> **Text passage**:

=======

Thousands of people worldwide are buying a stuffed toy resembling an Ebola virus strain.
Connecticut-based toy company Giant Microbes, which manufactures the item, said sales have sky-rocketed in recent months, with the virus shooting to prominence due to its recent outbreak which has killed more than 4,500 people in West Africa.
On the company's website, the Ebola-looking toy is advertised with the blurb: "Since its discovery in 1976, Ebola has become the T. Rex of microbes. Share the love!"
There are also two other versions of the toy, a "gigantic doll" which is 24 inches (60 cm) long and a "petri dish".
"You do not want to get Ebola," warns the website. "A short incubation period of 2 to 21 days presages symptoms which include fever, aches, sore throat, and weakness, followed by diarrhoea, stomach pain, vomiting, and both internal and external bleeding. And then, for between 50-90% of victims, death."
The account manager of Giant Microbes' branch in Devon, UK, told Newsbeat that they no longer have a "single one" of the toys left.
"We've been running the Ebola toy for years but now everyone's after one," said Carol Allam.
"We've sold thousands over the last couple of months. They are all gone. It's because it's so lifelike.

=======

> **Source data**:
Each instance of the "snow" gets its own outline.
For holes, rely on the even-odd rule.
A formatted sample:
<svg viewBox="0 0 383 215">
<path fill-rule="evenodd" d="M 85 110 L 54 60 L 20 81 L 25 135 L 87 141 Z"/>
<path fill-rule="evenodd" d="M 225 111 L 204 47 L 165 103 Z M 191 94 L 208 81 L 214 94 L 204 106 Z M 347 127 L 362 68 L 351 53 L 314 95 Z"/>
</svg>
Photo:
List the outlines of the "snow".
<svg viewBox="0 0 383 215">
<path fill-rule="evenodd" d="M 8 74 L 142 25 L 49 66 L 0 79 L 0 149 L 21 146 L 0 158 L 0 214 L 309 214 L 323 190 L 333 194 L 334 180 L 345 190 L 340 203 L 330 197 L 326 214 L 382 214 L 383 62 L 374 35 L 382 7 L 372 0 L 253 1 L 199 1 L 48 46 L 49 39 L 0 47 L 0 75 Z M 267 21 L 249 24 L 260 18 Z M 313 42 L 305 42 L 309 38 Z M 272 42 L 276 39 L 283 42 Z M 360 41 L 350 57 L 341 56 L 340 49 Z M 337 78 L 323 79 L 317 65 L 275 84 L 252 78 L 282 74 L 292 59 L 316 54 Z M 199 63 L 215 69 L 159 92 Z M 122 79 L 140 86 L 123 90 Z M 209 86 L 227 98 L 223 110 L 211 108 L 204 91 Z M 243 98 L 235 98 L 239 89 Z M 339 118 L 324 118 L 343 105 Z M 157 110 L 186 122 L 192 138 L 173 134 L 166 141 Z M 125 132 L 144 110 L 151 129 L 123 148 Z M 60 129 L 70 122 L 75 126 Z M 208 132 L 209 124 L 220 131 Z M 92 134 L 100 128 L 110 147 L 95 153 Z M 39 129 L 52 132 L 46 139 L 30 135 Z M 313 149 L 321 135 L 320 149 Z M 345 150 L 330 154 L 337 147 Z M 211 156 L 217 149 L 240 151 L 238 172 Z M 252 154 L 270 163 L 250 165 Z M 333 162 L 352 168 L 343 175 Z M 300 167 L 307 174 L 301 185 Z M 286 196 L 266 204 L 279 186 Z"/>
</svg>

=======

> **Instructions for the task**: Pick up the article about sales of the Ebola-shaped stuffed toy at the point where it ends, and extend it with a few more sentences.

> **Answer for the task**:
"If you look under a microscope you'll see the shape [of the Ebola virus] is just like the toy."
Allam added the toy does not aim to ridicule the gravity of the disease, but was made for "educational purposes".
Giant Microbes sells other virus-resembling toys such as the Chicken Pox and Yersinia Pestis (black death).
The company said the World Health Organization, Red Cross and pharmaceutical companies are among the biggest purchasers of the Ebola toy.
Ebola is contracted by contact with infected bodily fluids. The disease, dubbed by some "the new Aids", is causing growing concern worldwide, as hundreds of people are dying every day in Liberia, Guinea, and Sierra Leone.
Many countries are banning flights from Ebola-hit nations as a result of growing concern that the deadly virus could be spread to other countries if people from affected areas are allowed to travel.